-- Start Source records --

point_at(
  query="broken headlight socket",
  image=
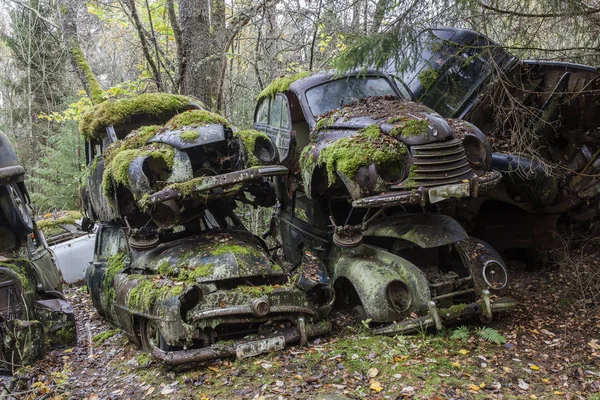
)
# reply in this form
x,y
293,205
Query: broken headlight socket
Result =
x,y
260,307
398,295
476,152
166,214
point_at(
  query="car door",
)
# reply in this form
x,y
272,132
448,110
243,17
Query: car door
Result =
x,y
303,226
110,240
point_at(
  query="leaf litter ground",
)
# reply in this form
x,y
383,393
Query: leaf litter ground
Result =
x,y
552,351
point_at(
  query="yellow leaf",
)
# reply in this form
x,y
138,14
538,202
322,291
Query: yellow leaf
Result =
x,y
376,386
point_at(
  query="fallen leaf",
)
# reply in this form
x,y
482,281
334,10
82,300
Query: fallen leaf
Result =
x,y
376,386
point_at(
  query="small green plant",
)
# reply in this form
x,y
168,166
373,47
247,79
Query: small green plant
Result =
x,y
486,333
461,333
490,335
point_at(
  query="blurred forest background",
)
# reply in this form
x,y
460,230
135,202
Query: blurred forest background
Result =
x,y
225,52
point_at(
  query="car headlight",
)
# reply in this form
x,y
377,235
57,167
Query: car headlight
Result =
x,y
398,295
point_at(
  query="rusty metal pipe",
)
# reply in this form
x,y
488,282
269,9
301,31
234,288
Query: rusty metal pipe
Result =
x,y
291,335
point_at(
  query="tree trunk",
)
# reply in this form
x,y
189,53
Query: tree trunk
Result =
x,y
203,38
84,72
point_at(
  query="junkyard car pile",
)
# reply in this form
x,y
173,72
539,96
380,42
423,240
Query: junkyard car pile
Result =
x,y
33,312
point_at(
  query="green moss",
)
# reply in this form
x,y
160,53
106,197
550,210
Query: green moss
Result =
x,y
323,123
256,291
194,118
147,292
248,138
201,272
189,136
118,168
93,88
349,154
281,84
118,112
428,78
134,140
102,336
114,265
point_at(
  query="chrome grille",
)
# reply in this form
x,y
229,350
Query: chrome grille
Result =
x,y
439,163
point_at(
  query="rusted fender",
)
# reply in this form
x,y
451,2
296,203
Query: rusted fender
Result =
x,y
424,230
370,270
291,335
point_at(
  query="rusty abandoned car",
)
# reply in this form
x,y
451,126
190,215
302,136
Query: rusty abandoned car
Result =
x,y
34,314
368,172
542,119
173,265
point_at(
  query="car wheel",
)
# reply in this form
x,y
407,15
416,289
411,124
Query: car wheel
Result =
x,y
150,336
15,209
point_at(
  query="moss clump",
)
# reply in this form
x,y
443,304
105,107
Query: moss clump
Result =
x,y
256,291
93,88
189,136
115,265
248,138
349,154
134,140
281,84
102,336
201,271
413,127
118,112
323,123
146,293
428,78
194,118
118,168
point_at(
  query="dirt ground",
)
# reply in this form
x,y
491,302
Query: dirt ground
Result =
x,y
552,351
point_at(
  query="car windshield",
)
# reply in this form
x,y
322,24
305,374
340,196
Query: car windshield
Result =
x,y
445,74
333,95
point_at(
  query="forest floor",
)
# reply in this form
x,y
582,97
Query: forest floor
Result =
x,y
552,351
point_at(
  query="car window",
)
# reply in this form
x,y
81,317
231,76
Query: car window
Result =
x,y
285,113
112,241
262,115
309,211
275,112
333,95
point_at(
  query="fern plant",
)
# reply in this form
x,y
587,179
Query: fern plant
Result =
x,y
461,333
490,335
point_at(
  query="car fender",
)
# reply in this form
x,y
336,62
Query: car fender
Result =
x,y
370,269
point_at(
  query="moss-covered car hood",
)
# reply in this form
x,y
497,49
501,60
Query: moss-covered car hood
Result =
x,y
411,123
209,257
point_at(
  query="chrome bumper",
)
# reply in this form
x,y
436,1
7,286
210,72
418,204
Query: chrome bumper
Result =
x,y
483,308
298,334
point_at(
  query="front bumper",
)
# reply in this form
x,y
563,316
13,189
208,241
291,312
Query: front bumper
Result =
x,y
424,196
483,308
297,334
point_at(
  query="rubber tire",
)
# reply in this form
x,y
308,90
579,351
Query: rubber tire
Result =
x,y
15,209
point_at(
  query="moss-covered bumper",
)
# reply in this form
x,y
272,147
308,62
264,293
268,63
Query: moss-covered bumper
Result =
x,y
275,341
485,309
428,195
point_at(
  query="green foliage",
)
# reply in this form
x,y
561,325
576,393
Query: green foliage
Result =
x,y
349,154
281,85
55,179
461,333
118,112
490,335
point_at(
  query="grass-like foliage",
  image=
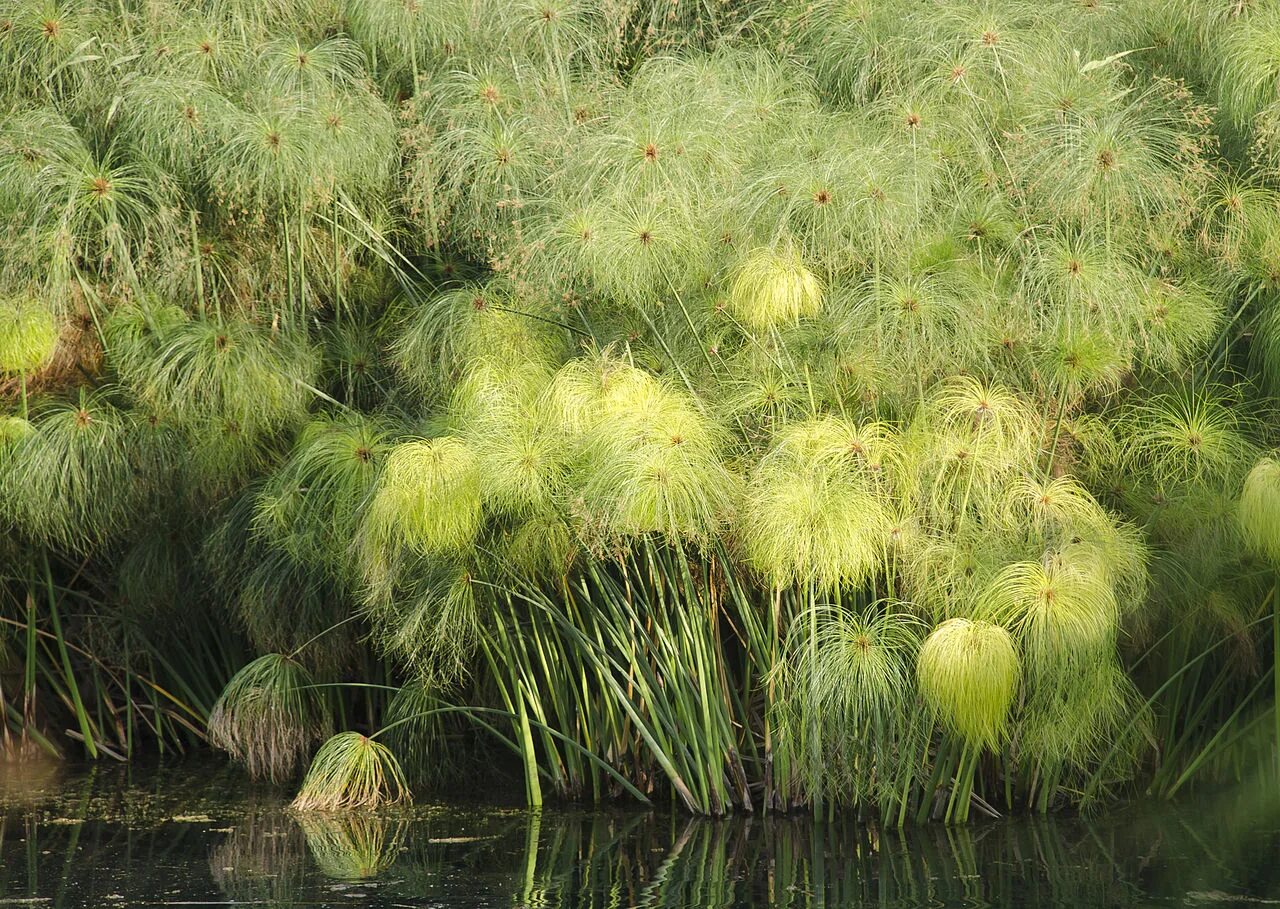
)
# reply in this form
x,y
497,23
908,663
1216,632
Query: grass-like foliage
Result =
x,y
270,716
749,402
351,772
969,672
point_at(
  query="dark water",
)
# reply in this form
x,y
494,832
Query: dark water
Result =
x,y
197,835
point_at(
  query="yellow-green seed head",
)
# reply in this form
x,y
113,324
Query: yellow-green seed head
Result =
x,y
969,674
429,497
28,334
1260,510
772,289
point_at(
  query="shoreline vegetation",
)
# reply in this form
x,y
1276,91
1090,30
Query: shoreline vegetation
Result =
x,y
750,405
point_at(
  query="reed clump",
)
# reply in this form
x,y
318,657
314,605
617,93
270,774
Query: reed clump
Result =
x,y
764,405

-- End Source records --
-- Start Source records --

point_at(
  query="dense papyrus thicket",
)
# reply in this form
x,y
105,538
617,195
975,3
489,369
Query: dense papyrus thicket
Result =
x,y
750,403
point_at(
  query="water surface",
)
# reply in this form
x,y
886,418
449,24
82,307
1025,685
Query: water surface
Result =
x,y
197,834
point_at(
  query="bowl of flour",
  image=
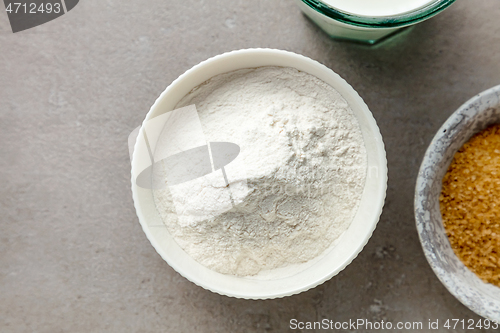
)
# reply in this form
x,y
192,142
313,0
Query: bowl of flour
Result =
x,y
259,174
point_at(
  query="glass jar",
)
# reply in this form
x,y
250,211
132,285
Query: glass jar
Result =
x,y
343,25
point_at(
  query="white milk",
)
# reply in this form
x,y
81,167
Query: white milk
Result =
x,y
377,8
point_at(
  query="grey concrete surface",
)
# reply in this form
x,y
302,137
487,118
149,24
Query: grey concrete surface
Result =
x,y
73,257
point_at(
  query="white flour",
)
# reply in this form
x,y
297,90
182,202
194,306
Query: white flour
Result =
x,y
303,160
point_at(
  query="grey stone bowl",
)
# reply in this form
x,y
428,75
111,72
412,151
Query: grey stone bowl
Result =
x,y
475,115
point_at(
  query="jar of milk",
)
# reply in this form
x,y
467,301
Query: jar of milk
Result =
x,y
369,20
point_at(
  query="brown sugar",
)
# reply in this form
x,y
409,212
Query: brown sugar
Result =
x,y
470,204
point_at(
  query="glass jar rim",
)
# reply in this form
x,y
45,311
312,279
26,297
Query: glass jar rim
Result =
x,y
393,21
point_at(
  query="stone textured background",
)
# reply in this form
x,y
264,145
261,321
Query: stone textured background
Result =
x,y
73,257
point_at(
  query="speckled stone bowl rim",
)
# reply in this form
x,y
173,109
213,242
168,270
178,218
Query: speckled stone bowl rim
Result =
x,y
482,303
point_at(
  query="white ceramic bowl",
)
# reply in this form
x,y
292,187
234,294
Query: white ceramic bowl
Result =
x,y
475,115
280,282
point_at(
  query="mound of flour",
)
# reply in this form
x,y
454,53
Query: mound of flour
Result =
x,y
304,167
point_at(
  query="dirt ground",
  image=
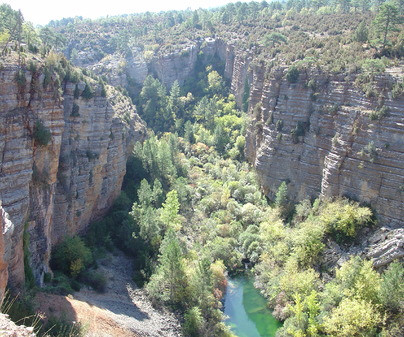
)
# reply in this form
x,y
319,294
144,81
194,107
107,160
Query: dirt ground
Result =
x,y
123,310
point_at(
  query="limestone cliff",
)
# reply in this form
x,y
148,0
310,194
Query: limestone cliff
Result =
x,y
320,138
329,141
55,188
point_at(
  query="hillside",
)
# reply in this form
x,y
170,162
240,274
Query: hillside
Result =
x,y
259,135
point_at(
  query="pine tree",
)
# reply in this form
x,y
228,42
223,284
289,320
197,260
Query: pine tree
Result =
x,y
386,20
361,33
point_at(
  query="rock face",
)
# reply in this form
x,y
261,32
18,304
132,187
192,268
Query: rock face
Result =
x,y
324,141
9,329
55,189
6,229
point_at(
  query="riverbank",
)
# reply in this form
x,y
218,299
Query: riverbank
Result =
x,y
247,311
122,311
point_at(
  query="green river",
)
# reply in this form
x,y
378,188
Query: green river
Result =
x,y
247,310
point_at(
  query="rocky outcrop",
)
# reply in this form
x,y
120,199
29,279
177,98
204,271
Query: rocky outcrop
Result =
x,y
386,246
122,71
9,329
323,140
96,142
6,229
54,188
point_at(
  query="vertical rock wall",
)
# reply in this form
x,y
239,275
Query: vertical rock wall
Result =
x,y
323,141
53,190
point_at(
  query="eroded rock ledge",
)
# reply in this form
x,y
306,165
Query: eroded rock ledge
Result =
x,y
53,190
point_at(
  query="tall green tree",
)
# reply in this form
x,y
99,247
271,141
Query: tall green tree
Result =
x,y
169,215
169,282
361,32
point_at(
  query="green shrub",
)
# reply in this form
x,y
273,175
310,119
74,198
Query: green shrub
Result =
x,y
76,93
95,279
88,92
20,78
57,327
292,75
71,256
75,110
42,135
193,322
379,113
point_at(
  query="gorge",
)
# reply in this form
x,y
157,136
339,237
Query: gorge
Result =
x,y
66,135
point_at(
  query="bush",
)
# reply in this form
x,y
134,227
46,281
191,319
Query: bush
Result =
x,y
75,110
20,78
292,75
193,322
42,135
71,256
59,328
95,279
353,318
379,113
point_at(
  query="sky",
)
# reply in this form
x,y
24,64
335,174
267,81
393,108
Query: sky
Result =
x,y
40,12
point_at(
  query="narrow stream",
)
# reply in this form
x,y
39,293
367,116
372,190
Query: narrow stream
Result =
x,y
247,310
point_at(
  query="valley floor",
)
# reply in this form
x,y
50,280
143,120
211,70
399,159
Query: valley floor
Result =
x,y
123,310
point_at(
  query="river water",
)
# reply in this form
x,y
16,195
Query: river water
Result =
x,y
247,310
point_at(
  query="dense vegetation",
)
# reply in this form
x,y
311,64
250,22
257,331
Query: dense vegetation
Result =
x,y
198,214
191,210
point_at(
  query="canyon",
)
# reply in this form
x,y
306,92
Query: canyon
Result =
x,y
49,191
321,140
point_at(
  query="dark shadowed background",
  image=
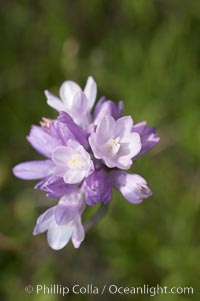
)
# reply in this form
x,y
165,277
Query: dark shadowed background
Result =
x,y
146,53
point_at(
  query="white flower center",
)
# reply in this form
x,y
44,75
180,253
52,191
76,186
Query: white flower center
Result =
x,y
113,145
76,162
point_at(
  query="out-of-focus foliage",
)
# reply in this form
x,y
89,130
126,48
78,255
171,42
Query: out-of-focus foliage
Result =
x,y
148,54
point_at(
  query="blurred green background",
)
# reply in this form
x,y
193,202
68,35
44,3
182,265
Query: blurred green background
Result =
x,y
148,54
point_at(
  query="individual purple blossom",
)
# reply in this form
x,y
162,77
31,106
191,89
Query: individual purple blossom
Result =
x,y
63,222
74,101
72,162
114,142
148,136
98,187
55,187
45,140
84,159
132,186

-- End Source records --

__Task description__.
List every line in the rows above that contains the word "headlight".

__The result__.
  query="broken headlight socket",
Query: broken headlight socket
  query="car headlight",
Query: car headlight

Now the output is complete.